## WHAT IS REQUIRED
Once you have read the data below, please repeat all of it exactly.

%%

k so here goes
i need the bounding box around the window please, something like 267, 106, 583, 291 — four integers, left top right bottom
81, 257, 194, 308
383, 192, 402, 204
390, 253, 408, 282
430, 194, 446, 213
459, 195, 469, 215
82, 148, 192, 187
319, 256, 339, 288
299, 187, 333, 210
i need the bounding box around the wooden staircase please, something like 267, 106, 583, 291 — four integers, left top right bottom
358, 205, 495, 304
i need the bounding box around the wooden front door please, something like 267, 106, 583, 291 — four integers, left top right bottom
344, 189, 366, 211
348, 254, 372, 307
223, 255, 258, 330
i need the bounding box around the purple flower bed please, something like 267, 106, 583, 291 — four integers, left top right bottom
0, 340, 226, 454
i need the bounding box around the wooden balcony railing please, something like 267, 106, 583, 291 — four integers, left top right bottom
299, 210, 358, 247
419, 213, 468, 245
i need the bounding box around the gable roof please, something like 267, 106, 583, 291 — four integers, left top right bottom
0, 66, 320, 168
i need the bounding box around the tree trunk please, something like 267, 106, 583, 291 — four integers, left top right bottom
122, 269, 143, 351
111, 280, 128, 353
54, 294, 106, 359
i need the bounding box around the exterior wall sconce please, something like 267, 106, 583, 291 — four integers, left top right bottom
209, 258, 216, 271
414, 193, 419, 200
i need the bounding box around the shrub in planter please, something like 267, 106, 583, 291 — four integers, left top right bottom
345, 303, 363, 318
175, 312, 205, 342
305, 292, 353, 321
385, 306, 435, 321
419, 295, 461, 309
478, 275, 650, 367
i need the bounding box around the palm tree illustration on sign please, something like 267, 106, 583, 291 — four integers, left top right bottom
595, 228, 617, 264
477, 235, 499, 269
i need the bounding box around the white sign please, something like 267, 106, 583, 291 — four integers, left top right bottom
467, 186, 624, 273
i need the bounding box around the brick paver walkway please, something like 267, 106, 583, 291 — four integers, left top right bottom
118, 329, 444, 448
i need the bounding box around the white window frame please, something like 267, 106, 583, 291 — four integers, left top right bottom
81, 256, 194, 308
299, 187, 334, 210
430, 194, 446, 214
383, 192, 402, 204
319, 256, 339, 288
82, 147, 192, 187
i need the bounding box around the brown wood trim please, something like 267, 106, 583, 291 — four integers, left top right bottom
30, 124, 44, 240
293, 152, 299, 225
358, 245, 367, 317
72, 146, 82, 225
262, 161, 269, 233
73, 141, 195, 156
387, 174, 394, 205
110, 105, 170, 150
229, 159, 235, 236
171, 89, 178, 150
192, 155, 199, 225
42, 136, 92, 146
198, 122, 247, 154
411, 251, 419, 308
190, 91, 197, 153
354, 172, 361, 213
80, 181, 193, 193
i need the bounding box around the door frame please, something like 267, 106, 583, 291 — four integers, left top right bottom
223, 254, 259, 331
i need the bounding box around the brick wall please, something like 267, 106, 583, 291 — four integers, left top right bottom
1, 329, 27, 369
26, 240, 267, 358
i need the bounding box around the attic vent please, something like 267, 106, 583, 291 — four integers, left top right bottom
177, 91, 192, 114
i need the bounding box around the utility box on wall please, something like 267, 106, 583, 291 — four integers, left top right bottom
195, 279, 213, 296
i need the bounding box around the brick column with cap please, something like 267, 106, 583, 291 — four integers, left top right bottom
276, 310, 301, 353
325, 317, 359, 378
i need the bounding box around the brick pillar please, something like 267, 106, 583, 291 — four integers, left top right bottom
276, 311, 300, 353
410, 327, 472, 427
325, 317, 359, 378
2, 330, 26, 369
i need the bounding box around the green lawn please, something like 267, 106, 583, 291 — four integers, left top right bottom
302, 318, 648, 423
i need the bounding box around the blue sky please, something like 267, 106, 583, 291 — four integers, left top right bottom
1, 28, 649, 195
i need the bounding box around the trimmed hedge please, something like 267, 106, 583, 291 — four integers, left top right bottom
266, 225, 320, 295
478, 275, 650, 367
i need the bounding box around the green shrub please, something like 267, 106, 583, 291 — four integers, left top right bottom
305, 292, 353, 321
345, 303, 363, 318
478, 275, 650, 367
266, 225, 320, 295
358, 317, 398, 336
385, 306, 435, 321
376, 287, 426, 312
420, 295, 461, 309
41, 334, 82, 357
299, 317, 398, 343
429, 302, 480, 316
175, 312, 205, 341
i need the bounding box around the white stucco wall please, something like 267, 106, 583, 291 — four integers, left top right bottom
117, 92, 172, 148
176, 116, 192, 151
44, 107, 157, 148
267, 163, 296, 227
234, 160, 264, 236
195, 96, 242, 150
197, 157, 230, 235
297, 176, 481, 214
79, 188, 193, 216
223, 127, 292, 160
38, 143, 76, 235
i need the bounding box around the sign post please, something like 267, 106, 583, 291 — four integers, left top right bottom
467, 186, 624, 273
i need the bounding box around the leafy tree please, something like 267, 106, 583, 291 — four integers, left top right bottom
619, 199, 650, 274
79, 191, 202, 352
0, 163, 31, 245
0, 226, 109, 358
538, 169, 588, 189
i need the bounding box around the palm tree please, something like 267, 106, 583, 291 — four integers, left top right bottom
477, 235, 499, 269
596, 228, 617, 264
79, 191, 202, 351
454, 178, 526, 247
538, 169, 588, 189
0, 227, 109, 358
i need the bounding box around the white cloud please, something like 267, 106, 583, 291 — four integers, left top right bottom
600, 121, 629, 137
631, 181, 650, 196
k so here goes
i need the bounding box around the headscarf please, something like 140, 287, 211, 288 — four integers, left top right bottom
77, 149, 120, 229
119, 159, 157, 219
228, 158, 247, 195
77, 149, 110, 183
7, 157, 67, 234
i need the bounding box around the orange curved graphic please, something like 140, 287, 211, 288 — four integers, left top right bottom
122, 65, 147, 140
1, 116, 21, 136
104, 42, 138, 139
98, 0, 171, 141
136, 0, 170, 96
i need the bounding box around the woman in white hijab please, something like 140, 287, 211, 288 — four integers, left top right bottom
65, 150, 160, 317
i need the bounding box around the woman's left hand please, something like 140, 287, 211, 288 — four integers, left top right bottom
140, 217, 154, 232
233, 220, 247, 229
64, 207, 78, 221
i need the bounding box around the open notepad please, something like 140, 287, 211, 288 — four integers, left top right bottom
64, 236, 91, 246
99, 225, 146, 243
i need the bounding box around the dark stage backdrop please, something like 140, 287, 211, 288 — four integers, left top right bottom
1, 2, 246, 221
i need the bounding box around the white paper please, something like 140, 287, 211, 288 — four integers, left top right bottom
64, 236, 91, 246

%%

## WRITTEN ANSWER
k so here goes
i need the bounding box around the window please, something like 267, 106, 583, 291 — four integers, left top right bottom
81, 257, 194, 308
383, 192, 402, 204
390, 253, 408, 282
430, 194, 446, 213
459, 195, 469, 215
82, 148, 192, 187
319, 256, 339, 288
299, 187, 333, 210
i need the bounding box around the wooden staircase please, something like 267, 106, 583, 291 — four integers, left top right bottom
358, 205, 495, 304
i need the bounding box around the wooden front door please, something like 267, 106, 583, 291 — four integers, left top right bottom
344, 189, 366, 211
348, 254, 372, 307
223, 255, 258, 330
i need the bounding box around the purple flower bed please, something like 267, 106, 583, 291 — four integers, left top right bottom
0, 340, 226, 454
i need the bounding box around the wooden balcony railing please, something like 267, 106, 583, 291 — four integers, left top right bottom
299, 210, 358, 247
419, 213, 468, 245
i need the bounding box around the gable roof please, something like 267, 106, 583, 291 — four integers, left top right bottom
0, 66, 320, 168
i need the bounding box around the tree trunk please, something like 267, 106, 583, 291 — four integers, left top right bottom
122, 269, 143, 351
111, 280, 128, 353
54, 294, 106, 359
i need the bounding box around the exterior wall sconce please, something like 267, 106, 583, 291 — four integers, left top right bottom
209, 258, 216, 271
414, 193, 419, 200
i need the bounding box around the shrub in planter please, something like 267, 106, 583, 291 — four integers, left top right bottom
345, 303, 363, 318
175, 312, 205, 342
305, 292, 353, 321
385, 306, 435, 321
419, 295, 461, 309
478, 275, 650, 367
i need the bounding box around the palm tree illustration on sign please, something like 267, 106, 583, 291 — four integers, left top right bottom
595, 228, 617, 264
477, 235, 499, 269
i need the bounding box around the white sign please, something like 267, 106, 583, 291 — four integers, left top right bottom
467, 186, 624, 273
i need the bounding box around the brick paver walkway please, something like 267, 106, 583, 291 — four integers, left top right bottom
118, 329, 444, 448
i need the bounding box around the white window frame please, something like 267, 106, 583, 291 — four integers, left top right bottom
81, 256, 194, 308
299, 187, 334, 210
430, 194, 446, 214
383, 192, 402, 204
319, 256, 339, 288
82, 147, 192, 187
i need the bounding box around the brown wood trim please, something like 267, 106, 583, 291 — four integers, left top right bottom
30, 124, 44, 240
293, 152, 299, 225
358, 245, 367, 317
72, 146, 82, 225
262, 161, 269, 233
73, 141, 195, 156
387, 174, 394, 205
110, 105, 170, 150
229, 159, 235, 236
171, 89, 178, 150
192, 155, 199, 225
42, 136, 92, 146
198, 122, 247, 154
411, 251, 419, 308
190, 91, 197, 153
354, 172, 361, 213
80, 181, 193, 193
i need the bounding box around the door frame please, something like 267, 106, 583, 291 — four integers, left top right bottom
223, 254, 259, 331
i need the bounding box around the brick wall please, something like 267, 106, 583, 291 — four integers, left top right bottom
1, 329, 27, 369
26, 240, 267, 358
i need the bounding box around the attic vent please, something like 267, 106, 583, 291 — four integers, left top right bottom
177, 91, 192, 114
i need the bounding box around the utility box on wall please, something like 267, 106, 583, 291 — four integers, left top right bottom
195, 279, 213, 296
i need the bounding box around the brick column with cap please, something like 267, 106, 583, 291 — four integers, left top right bottom
276, 310, 301, 353
325, 317, 359, 378
i need the bounding box around the brick pillar please, something like 267, 106, 583, 291 — four integers, left top right bottom
276, 311, 300, 353
410, 327, 472, 427
325, 317, 359, 378
2, 330, 26, 369
i need the bounding box around the green lawn please, something like 267, 106, 583, 291 — four integers, left top right bottom
302, 318, 648, 423
i need the bounding box around the blue sky please, something like 267, 106, 583, 291 — four integers, left top right bottom
1, 28, 649, 195
i need the bounding box around the trimmed hedge please, something like 267, 106, 583, 291 — four integers, left top right bottom
266, 225, 320, 295
478, 275, 650, 367
i need the bounding box around the green shrub please, something like 267, 106, 583, 291 — four integers, left top right bottom
305, 292, 353, 321
345, 303, 363, 318
478, 275, 650, 367
266, 225, 320, 295
358, 317, 398, 336
385, 306, 435, 321
376, 287, 426, 312
420, 295, 461, 309
41, 334, 82, 357
299, 317, 398, 343
429, 302, 480, 316
175, 312, 205, 341
i need the bounding box around the white stucco wall please, something like 267, 106, 583, 291 — four integers, left top right bottom
117, 92, 172, 148
176, 116, 192, 151
44, 107, 157, 148
267, 163, 296, 227
234, 160, 264, 236
195, 96, 242, 150
197, 157, 230, 235
297, 176, 481, 214
79, 188, 193, 216
223, 127, 292, 160
38, 143, 76, 235
i need the bounding box around the sign post please, something like 267, 106, 583, 291 — four integers, left top right bottom
467, 186, 624, 273
i need the bounding box around the leafy tree please, something like 267, 106, 583, 291 — four integers, left top right bottom
619, 199, 650, 274
79, 191, 202, 352
0, 163, 31, 245
0, 226, 109, 358
538, 169, 588, 189
i need the bounding box around the palm tree please, something like 267, 106, 583, 291 — four integers, left top right bottom
477, 235, 499, 269
596, 228, 617, 264
79, 191, 202, 351
454, 178, 526, 247
538, 169, 588, 189
0, 227, 109, 358
i need the bounding box around the white cloud please, something like 267, 106, 583, 291 — four integers, left top right bottom
600, 121, 629, 137
631, 181, 650, 196
k so here goes
i need the bounding box around the headscarf please, something like 140, 287, 211, 288 — four integers, left top right bottom
77, 149, 120, 229
119, 159, 157, 219
228, 158, 247, 195
77, 149, 110, 183
7, 157, 67, 234
i need the bounding box around the orange curved graphic please, something like 140, 287, 211, 288 — four integers, left top right bottom
122, 65, 147, 140
1, 116, 21, 136
104, 42, 138, 139
98, 0, 171, 141
136, 0, 170, 96
i need the bounding box around the woman in white hijab please, something like 140, 287, 211, 288 — four integers, left top right bottom
65, 150, 160, 317
i need the bounding box around the woman's left hand please, something like 140, 287, 211, 288 — four integers, left top right bottom
140, 217, 154, 232
233, 220, 247, 229
64, 207, 78, 221
i need the bounding box around the open notepad please, something like 140, 287, 211, 288 — four integers, left top right bottom
64, 236, 91, 246
99, 225, 146, 243
i need the bounding box around the dark stage backdrop please, something like 140, 287, 211, 288 — four integers, left top right bottom
1, 2, 246, 221
i need the bounding box around the white paper please, something like 140, 287, 211, 288 — four integers, left top right bottom
64, 236, 91, 246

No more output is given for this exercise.